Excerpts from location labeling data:
=-=-=

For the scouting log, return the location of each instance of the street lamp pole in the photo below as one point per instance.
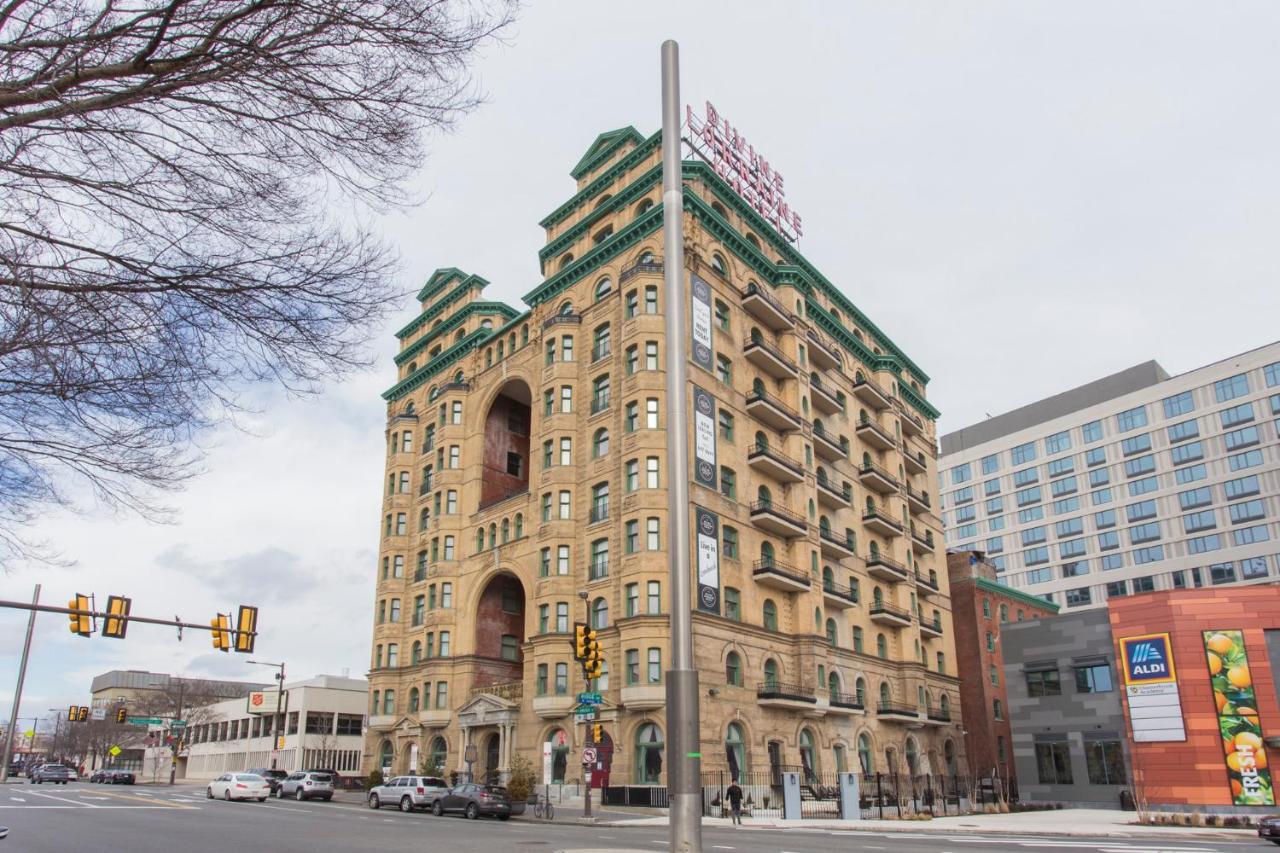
(684, 765)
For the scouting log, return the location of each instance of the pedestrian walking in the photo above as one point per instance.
(735, 803)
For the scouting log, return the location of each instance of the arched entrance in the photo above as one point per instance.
(506, 443)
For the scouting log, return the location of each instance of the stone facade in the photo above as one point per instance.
(981, 606)
(525, 491)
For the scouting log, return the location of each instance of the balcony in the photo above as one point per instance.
(877, 479)
(434, 717)
(918, 502)
(772, 411)
(828, 495)
(844, 703)
(878, 521)
(823, 396)
(644, 697)
(760, 304)
(778, 694)
(885, 614)
(780, 575)
(833, 546)
(914, 460)
(822, 352)
(640, 268)
(885, 569)
(776, 464)
(895, 712)
(871, 393)
(922, 542)
(874, 434)
(777, 520)
(826, 445)
(553, 707)
(839, 596)
(560, 319)
(771, 360)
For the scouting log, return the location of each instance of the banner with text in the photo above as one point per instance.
(1238, 719)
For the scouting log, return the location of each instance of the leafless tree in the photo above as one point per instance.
(183, 192)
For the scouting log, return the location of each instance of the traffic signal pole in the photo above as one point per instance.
(17, 693)
(684, 763)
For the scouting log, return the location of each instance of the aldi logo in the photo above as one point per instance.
(1147, 660)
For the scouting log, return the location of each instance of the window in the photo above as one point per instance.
(1132, 419)
(1232, 387)
(1054, 763)
(1179, 405)
(1105, 761)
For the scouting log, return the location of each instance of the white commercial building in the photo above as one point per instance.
(1132, 483)
(321, 721)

=-=-=

• [Objective]: Render every line of the material above as a Markdown table with the columns "Row" and "Text," one numbered row per line. Omit blank lines, and leave the pictures out of the answer.

• [Exercise answer]:
| Row | Text |
|---|---|
| 1 | For the scouting log, return the location of each instance of the street lamp pole in the photo below as one point per instance. |
| 2 | (684, 765) |
| 3 | For the scouting log, return the location of each instance of the pedestrian walking in the photo above as one point per instance. |
| 4 | (735, 803) |
| 5 | For the scouting log, return the location of each instance of the arched entrance in the photo above as one point per instance. |
| 6 | (506, 443) |
| 7 | For the scouting log, return the location of each instance of the stone facade in the photo above as one point per instance. |
| 8 | (981, 606) |
| 9 | (525, 491) |
| 10 | For the scouting log, return the location of each instance of the balcony in the photo above as one point per instance. |
| 11 | (877, 479) |
| 12 | (434, 717) |
| 13 | (918, 502) |
| 14 | (772, 411) |
| 15 | (828, 495) |
| 16 | (844, 703) |
| 17 | (878, 521) |
| 18 | (823, 396) |
| 19 | (644, 697) |
| 20 | (760, 304) |
| 21 | (778, 694) |
| 22 | (885, 614) |
| 23 | (780, 575) |
| 24 | (833, 546) |
| 25 | (914, 460) |
| 26 | (822, 352) |
| 27 | (640, 268) |
| 28 | (885, 569) |
| 29 | (776, 464) |
| 30 | (895, 712) |
| 31 | (871, 393) |
| 32 | (922, 542) |
| 33 | (874, 434) |
| 34 | (777, 520) |
| 35 | (826, 445) |
| 36 | (553, 707) |
| 37 | (839, 596) |
| 38 | (560, 319) |
| 39 | (771, 360) |
| 40 | For the scouting log, return the location of each instance of the banner with text in the photo above as one point per instance. |
| 41 | (1238, 719) |
| 42 | For the scouting log, return the location of each instance of the leafless tree in the photo above as one point per instance. |
| 43 | (183, 192) |
| 44 | For the scouting log, return the location of each instance of the traffic signal pole in the photo above as one point per instance. |
| 45 | (17, 693) |
| 46 | (684, 763) |
| 47 | For the scouting log, return the location of each instance of the aldi logo in the photo above as one point per instance. |
| 48 | (1147, 660) |
| 49 | For the scouting log, return the location of each instance of the window in the photo above as one point per instance. |
| 50 | (1132, 419) |
| 51 | (1232, 387) |
| 52 | (1054, 763) |
| 53 | (1179, 405) |
| 54 | (1105, 761) |
| 55 | For the scouting log, return the location of each instance of the white commercial building in the photo above as one point per instance. |
| 56 | (1132, 483) |
| 57 | (321, 721) |